:: Supplied passage ::
While cheating is the biggest reason couples seek counseling – and the most commonly cited reason for breaking up – it is also the issue that therapists say they feel least-equipped to treat.
Now, therapists and counselors are developing new techniques that increase couples' chances of arriving at the best possible outcome after an affair. In a special issue last month of The Family Journal, a scholarly journal, and a volume of 14 studies published last year, researchers are laying out proven methods to help couples troubled by infidelity, from easing individual spouses' depression and despair, to enabling distressed couples to make peace and move on together.
One novel twist: Therapists are treating injured spouses like war casualties or hurricane victims, providing post-traumatic stress debriefings. They've also begun classifying affairs based on the underlying motive of the partner who strays – a factor in a marriage's odds of survival.
"Infidelity is an incredibly hot topic" among couples and researchers alike, says Paul Peluso, editor of the recent research volumes and a program coordinator at Florida Atlantic University. As more therapists learn how to handle it, "really good improvements in the treatment" of troubled couples should ensue. Some 22% to 25% of men and 11% to 15% of women report to researchers that they've had extramarital sex – likely an underestimate, researchers say.
No therapist can help save a marriage if one partner refuses to work at it. But in many cases, wronged spouses fault therapists for failing to address cheating head-on. In a 2002 online survey of 1,083 spouses whose partners had cheated, a large majority of those who had sought counseling said their therapists failed to focus clearly enough on the affair, says Peggy Vaughan, an author and researcher who conducted the survey on her Web site, DearPeggy.com.
Suzy Brown, Kansas City, Mo., who runs divorce recovery workshops, says many couples emerge from therapy without having thoroughly discussed infidelity problems. Instead, some partners spend time "dancing around the surface stuff without getting down to why this was happening," says Ms. Brown, who has started a Web site, midlifedivorcerecovery.com. Such problems are so complex that nearly half of couples who seek therapy see three or more therapists for help, Ms. Vaughan says.
Counseling techniques for post-traumatic stress disorder include discussing facts about the trauma, the feelings and symptoms it caused and what it means to the victim. This process helps victims understand how to identify and control the emotional effects of the trauma in their day-to-day lives and decision-making.

:: Dataset content ::
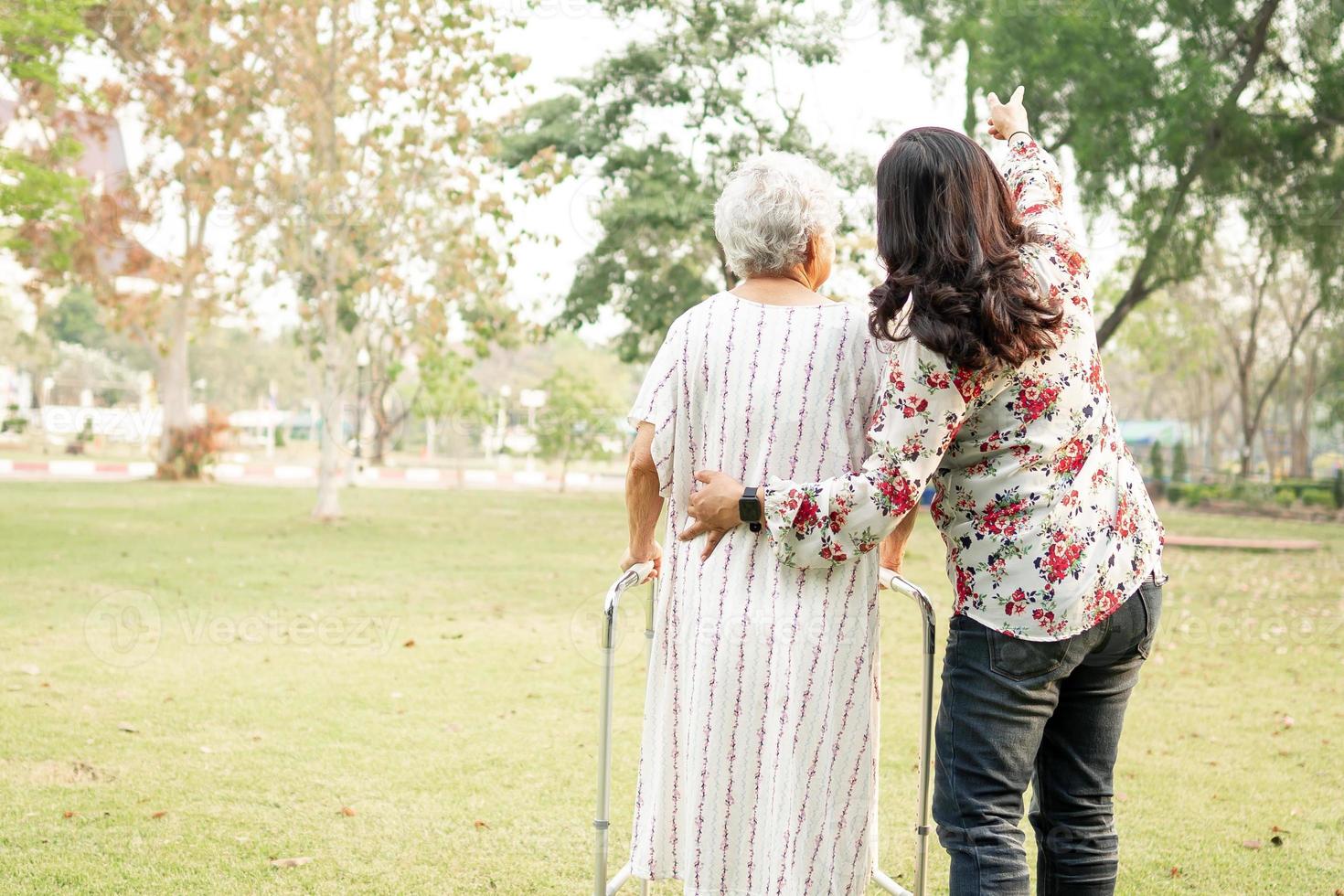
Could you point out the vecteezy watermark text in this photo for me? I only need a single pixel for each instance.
(126, 629)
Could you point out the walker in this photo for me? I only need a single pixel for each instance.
(637, 575)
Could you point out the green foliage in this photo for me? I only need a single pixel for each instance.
(1178, 114)
(1180, 466)
(1284, 493)
(14, 422)
(37, 186)
(628, 120)
(76, 320)
(575, 420)
(448, 389)
(1156, 464)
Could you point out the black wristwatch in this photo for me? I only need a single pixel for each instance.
(749, 508)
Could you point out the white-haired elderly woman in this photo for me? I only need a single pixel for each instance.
(758, 766)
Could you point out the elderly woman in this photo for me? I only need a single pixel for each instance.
(760, 735)
(995, 394)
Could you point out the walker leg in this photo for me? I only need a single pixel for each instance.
(603, 762)
(895, 581)
(925, 744)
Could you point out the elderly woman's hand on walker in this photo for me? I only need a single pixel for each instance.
(715, 508)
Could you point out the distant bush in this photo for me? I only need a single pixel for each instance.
(192, 449)
(1321, 497)
(14, 422)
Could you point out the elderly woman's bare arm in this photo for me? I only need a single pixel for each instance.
(643, 503)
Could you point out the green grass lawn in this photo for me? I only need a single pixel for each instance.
(260, 661)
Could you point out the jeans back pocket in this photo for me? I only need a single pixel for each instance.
(1018, 660)
(1151, 597)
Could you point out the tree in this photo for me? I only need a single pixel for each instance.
(372, 182)
(575, 421)
(1179, 114)
(448, 391)
(1264, 301)
(40, 194)
(661, 123)
(191, 69)
(1180, 466)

:: Exercise tasks ::
[A] In the article on infidelity counseling, how many spouses took part in the 2002 online survey?
[B] Quote the article on infidelity counseling word for word, starting at "Counseling techniques for" and ending at "lives and decision-making.".
The records have no connection to the article on infidelity counseling.

:: Task responses ::
[A] The survey included 1,083 spouses whose partners had cheated.

[B]
Counseling techniques for post-traumatic stress disorder include discussing facts about the trauma, the feelings and symptoms it caused and what it means to the victim. This process helps victims understand how to identify and control the emotional effects of the trauma in their day-to-day lives and decision-making.